** Assignment 1 **
In the records, switch "negative clicks" to "background clicks" in the lines from the one containing "</instance>" to the one containing "box: [622, 138, 635, 153]", and give those lines back with nothing else changed.

(Quoted passage Opens)

Poor bloblings, maybe you’ve been blessed

with, of all fates possible, the best

according to Sophocles i.e.

‘the best of fates is not to be’

a philosophy that’s maybe bleak

for any but an ancient Greek . . .

That this is the way to read this passage is confirmed by the renewed aggression of the Iraqi soldier who hears these thoughts and stops the recorder with a thundering of alliterative stresses: “I never thought life futile, fool! // Though all Hell began to drop / I never wanted life to stop”. What follows is the Iraqi soldier’s longest and most impassioned speech, by turns a plea for attention and a sarcastic commentary on the collusion of the media whose behaviour will not “help peace in future ages”. Particular mention is given to the “true to bold-type-setting Sun” and, as can be seen from such a phrase, Harrison once more allows particular moments of anger and high emotion to burst through the fluid metrical surface like jagged rocks. There is also a sudden increase in feminine rhyme endings in this section which serves to give a barely-caged impression, as if the voice is trembling on the verge of bursting its metrical limits and racing across the page. This impression is further reinforced in the series of imperatives – again in the form of snapping trochees at the opening of several stanzas – that form the climax to this section of the poem:

Lie that you saw me and I smiled

to see the soldier hug his child.

Lie and pretend that I excuse

my bombing by B52s.

(Quoted passage Closes)

** Assignment 2 **
Answer these questions on the passage about the Iraqi soldier's speech:
(a) To whom do the quoted verses attribute the view that "the best of fates is not to be"?
(b) Which newspaper receives particular mention in the soldier's speech?
(c) What kind of rhyme endings increase suddenly in this section?

(Supplied data Opens)

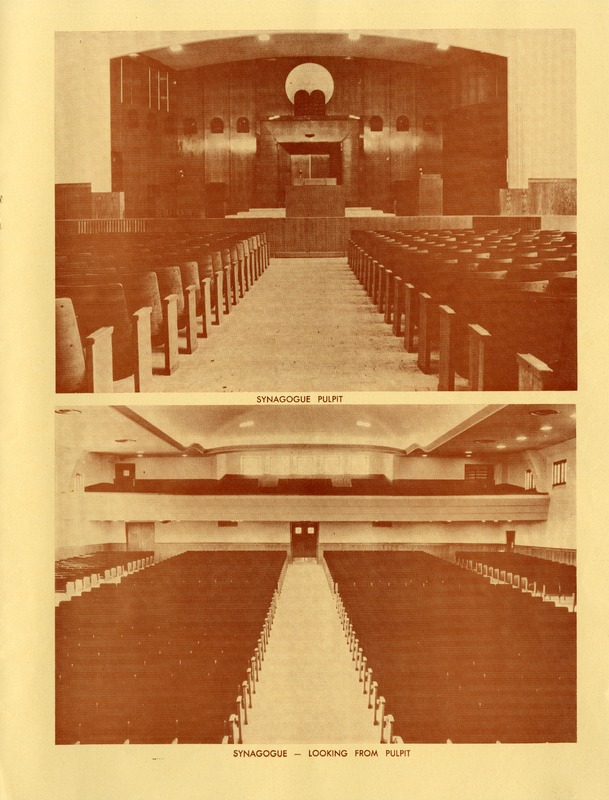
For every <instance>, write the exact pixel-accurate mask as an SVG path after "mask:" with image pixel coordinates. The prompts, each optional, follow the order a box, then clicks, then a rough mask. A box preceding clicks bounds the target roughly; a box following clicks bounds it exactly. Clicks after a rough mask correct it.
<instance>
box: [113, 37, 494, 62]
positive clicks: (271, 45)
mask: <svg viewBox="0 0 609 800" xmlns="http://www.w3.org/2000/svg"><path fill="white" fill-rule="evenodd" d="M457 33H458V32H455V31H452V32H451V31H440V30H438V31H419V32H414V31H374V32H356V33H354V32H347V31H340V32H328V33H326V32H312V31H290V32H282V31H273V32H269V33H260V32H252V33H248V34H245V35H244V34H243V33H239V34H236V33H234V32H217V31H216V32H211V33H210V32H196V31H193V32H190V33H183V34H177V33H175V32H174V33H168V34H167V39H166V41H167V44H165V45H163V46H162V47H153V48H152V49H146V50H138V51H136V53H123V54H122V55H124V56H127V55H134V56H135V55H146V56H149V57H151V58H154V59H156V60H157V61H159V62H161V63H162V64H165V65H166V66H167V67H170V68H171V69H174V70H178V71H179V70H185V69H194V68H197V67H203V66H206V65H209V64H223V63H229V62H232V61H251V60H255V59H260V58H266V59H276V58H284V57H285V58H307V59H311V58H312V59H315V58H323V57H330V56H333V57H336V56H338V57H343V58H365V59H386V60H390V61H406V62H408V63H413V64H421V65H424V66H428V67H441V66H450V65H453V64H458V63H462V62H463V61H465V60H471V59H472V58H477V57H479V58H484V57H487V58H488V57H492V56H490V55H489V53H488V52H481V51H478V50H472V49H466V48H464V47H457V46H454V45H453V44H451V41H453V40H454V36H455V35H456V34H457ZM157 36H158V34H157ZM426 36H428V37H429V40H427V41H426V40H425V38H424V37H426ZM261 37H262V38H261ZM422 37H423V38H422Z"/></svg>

(Supplied data Closes)
(Supplied data Opens)

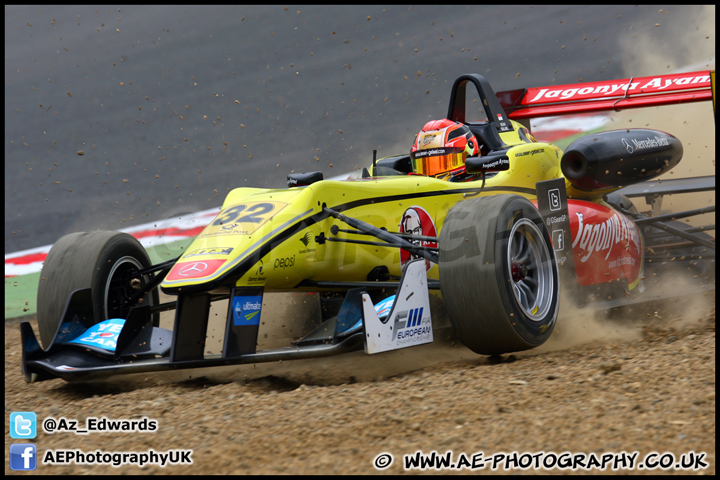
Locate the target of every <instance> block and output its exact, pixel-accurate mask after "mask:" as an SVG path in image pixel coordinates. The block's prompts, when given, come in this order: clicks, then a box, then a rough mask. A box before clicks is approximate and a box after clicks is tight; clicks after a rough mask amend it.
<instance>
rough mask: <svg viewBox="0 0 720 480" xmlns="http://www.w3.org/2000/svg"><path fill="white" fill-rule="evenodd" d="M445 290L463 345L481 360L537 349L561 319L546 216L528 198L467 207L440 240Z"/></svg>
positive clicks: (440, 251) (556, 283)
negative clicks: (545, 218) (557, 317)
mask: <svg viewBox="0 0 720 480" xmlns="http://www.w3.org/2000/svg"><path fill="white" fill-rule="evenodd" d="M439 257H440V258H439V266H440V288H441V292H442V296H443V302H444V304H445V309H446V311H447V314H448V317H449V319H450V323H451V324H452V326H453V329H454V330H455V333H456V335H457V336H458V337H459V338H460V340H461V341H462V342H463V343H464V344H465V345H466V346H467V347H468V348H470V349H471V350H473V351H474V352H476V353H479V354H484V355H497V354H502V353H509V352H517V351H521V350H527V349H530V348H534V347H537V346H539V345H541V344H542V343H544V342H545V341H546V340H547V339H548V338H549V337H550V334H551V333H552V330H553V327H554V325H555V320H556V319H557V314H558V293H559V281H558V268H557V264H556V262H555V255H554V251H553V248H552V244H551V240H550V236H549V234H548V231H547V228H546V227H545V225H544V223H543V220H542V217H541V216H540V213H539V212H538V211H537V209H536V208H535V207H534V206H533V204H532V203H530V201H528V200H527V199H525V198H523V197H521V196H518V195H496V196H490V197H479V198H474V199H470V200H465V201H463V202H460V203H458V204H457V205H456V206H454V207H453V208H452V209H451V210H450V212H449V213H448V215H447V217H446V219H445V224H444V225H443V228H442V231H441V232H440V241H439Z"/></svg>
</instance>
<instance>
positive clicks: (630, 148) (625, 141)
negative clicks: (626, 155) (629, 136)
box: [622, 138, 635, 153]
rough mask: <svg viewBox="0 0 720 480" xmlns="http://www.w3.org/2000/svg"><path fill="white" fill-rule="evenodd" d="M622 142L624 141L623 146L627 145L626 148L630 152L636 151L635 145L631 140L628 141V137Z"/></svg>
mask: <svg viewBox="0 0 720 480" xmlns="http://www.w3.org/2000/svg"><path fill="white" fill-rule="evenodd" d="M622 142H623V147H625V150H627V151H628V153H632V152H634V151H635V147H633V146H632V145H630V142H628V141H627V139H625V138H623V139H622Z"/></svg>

(Supplied data Closes)

** Your solution 1 **
</instance>
<instance>
positive clicks: (630, 148) (625, 141)
background clicks: (626, 155) (629, 136)
box: [622, 138, 635, 153]

** Your solution 2 **
(a) Sophocles.
(b) The Sun.
(c) Feminine rhyme endings.